▸ **O QUE FAZER**:
Conte as linhas dos dados abaixo que contêm a palavra "pink", considerando a diferença entre maiúsculas e minúsculas, e informe somente o número.

▸ **DADOS DA TAREFA**:

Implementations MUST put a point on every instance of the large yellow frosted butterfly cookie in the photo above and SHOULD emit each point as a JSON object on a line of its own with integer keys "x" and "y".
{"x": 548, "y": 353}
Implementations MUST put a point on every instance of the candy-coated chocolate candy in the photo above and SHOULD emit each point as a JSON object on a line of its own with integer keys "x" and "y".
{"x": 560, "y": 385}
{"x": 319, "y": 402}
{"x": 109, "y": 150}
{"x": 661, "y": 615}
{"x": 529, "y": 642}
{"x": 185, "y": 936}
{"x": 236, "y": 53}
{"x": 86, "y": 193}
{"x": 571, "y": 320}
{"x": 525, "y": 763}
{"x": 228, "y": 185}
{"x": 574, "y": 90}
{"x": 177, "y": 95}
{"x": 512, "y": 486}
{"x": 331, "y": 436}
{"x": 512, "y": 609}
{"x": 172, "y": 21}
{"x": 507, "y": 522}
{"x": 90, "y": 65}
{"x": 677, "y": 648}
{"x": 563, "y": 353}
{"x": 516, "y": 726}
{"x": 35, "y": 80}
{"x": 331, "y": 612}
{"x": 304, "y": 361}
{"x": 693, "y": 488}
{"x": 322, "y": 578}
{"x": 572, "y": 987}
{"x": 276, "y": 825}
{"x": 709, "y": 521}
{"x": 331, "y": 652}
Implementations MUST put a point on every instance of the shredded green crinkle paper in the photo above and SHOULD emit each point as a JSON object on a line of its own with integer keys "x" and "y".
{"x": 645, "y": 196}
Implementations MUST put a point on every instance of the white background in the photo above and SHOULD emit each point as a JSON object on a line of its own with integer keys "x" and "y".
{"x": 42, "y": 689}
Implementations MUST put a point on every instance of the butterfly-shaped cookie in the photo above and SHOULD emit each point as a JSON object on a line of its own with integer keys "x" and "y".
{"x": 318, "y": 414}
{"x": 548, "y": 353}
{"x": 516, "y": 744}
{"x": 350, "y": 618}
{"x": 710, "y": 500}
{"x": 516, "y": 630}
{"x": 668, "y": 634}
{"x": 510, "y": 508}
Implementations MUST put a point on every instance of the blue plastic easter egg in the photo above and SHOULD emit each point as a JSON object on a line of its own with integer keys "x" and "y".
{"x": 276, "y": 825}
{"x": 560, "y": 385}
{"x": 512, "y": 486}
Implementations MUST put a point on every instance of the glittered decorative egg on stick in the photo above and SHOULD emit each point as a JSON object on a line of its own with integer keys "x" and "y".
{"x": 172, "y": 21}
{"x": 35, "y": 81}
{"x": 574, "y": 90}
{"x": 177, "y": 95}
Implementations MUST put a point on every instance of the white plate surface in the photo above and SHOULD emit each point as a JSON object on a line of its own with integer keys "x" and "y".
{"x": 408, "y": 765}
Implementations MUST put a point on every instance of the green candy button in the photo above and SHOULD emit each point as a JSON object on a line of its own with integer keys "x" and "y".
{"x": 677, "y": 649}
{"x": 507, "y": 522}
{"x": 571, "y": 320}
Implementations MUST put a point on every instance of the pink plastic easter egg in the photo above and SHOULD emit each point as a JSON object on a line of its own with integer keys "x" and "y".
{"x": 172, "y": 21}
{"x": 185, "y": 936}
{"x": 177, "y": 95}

* * *

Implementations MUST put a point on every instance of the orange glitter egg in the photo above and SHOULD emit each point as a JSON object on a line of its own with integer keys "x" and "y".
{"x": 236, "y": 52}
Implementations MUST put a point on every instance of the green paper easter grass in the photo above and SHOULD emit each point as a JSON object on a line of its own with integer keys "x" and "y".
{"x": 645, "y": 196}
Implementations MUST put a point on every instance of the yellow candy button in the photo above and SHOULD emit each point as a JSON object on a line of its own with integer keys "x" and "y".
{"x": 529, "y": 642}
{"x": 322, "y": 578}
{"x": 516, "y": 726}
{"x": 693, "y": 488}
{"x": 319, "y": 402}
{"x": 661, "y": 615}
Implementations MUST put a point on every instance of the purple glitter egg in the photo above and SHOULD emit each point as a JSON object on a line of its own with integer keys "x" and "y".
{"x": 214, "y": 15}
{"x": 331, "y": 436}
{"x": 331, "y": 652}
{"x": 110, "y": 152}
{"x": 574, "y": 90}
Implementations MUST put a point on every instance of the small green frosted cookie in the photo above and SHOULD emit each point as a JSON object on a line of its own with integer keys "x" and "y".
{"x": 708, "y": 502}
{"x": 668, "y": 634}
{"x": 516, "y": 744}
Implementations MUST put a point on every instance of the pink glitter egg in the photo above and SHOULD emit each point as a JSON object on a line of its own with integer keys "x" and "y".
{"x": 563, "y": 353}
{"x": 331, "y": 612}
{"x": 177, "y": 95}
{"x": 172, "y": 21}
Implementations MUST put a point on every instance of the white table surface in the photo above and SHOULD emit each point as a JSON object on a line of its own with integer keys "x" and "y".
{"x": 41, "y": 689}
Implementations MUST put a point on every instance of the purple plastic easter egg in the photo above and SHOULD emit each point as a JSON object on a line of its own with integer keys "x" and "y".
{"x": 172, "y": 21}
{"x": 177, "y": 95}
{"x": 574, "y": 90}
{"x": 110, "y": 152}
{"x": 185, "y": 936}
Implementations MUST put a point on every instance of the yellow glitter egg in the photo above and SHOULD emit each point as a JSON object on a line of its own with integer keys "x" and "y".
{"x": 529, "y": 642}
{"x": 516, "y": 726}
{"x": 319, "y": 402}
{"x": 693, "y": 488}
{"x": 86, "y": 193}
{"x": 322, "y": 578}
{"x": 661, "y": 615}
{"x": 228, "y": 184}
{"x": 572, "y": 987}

▸ **RESPOSTA À TAREFA**:
2